Problem description. Convert everything from the start of the rows down to the line containing "[(224, 49), (70, 31)]", both ends included, into a numbered list, omitting any blank lines.

== Raw data ==

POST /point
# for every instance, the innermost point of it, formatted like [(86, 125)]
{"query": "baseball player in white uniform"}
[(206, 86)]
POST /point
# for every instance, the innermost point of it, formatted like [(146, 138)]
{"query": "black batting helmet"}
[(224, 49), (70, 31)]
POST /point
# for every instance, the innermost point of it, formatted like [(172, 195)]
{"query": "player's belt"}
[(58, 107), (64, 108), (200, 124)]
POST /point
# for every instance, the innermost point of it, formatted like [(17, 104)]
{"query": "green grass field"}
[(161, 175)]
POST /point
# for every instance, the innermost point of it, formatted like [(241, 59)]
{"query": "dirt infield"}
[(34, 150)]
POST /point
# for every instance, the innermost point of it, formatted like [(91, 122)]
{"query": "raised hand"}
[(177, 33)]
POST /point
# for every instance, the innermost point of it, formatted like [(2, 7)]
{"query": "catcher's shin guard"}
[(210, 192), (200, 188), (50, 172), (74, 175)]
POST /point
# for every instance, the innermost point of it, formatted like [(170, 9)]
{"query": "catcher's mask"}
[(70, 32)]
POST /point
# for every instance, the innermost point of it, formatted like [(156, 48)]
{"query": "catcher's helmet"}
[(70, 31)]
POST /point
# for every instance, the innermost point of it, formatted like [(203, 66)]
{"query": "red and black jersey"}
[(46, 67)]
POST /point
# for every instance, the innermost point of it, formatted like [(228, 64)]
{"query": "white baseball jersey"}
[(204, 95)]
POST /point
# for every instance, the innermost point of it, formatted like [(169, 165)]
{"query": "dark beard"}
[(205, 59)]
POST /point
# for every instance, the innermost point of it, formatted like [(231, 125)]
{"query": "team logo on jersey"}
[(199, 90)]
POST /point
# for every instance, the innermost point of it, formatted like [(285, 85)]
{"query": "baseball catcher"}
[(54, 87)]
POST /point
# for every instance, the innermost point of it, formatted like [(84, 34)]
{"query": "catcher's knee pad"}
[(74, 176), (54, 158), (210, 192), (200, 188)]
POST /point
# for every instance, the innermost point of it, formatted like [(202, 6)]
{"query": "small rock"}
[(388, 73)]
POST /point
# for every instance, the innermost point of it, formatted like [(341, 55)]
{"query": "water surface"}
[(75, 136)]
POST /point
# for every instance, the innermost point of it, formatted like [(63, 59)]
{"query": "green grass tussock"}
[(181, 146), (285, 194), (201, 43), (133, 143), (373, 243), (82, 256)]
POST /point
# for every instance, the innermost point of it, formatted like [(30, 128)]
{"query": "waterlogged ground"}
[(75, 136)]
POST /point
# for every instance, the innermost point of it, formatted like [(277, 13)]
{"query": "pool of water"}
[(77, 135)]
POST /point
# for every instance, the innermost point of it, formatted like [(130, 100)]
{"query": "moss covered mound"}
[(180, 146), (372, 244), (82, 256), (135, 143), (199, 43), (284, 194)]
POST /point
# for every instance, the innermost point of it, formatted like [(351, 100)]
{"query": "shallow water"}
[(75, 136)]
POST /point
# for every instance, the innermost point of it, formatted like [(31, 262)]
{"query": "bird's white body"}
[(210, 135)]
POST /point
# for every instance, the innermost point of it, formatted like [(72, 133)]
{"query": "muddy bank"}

===

Exercise answer.
1. POST /point
2. # for every instance, the innermost point of it, formatted like [(86, 125)]
3. {"query": "baseball player in white uniform"}
4. [(206, 86)]
5. POST /point
6. # for every instance, the innermost point of it, formatted like [(146, 138)]
7. {"query": "black batting helmet"}
8. [(224, 49), (70, 31)]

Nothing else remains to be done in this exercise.